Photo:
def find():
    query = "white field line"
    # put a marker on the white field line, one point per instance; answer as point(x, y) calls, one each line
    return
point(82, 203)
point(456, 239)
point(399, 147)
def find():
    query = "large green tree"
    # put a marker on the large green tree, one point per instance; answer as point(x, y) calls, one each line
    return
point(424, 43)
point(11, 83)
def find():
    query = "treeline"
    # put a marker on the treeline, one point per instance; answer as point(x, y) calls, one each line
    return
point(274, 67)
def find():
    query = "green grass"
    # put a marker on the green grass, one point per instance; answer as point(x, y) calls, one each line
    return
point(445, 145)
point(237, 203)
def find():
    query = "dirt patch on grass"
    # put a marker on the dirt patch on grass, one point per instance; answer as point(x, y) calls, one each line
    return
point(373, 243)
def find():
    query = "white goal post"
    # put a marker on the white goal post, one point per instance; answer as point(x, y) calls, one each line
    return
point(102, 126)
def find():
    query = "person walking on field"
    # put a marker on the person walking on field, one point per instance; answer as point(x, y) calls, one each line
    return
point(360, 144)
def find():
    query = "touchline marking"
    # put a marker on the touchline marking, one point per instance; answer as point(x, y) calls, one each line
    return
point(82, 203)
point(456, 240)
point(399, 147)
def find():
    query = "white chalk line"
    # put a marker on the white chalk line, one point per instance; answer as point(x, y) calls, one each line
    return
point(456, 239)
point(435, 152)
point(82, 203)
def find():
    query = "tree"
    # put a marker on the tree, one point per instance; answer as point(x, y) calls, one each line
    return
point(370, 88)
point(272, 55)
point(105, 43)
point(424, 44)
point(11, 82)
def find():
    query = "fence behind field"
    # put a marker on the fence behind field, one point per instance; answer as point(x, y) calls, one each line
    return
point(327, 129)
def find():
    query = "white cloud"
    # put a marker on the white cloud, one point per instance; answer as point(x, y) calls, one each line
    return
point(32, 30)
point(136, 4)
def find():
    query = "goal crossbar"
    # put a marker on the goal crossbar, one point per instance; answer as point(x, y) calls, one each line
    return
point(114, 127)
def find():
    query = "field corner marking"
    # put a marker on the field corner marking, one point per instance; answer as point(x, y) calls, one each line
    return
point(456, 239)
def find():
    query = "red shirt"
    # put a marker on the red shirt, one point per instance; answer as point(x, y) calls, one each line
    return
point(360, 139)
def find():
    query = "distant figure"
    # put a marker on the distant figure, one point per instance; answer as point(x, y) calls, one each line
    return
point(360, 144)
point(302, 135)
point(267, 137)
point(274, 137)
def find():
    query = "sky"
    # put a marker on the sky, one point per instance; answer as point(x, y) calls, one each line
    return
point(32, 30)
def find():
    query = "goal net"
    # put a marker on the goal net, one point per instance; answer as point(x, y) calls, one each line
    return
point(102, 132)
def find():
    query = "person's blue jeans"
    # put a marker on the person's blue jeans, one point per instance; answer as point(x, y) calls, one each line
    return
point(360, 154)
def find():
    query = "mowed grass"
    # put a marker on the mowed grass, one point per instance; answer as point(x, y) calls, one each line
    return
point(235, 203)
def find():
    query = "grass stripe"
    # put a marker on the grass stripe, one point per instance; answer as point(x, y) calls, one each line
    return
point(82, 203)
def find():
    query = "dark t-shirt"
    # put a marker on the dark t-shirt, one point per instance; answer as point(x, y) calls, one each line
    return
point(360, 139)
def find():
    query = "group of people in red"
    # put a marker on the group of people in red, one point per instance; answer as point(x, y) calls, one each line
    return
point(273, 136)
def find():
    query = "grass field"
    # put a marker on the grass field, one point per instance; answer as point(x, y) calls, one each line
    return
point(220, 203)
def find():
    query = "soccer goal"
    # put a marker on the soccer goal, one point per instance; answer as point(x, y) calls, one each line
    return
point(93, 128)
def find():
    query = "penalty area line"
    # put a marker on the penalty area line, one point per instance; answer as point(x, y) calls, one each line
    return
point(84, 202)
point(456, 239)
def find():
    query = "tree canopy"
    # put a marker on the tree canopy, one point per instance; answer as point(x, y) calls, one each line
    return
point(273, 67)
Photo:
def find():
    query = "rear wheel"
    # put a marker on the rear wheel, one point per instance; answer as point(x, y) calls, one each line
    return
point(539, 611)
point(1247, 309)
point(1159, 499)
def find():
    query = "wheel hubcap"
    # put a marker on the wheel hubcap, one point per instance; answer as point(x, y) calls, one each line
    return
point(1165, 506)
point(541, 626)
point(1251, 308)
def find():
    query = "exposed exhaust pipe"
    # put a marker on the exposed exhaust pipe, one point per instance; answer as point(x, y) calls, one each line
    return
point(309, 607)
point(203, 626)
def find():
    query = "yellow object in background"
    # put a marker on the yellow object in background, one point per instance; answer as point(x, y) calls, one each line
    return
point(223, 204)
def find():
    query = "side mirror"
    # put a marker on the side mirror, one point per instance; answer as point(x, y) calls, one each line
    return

━━━

REQUIREMENT: Count the lines in the material above that contain the word "object". Reply with that number alone.

RESULT: 2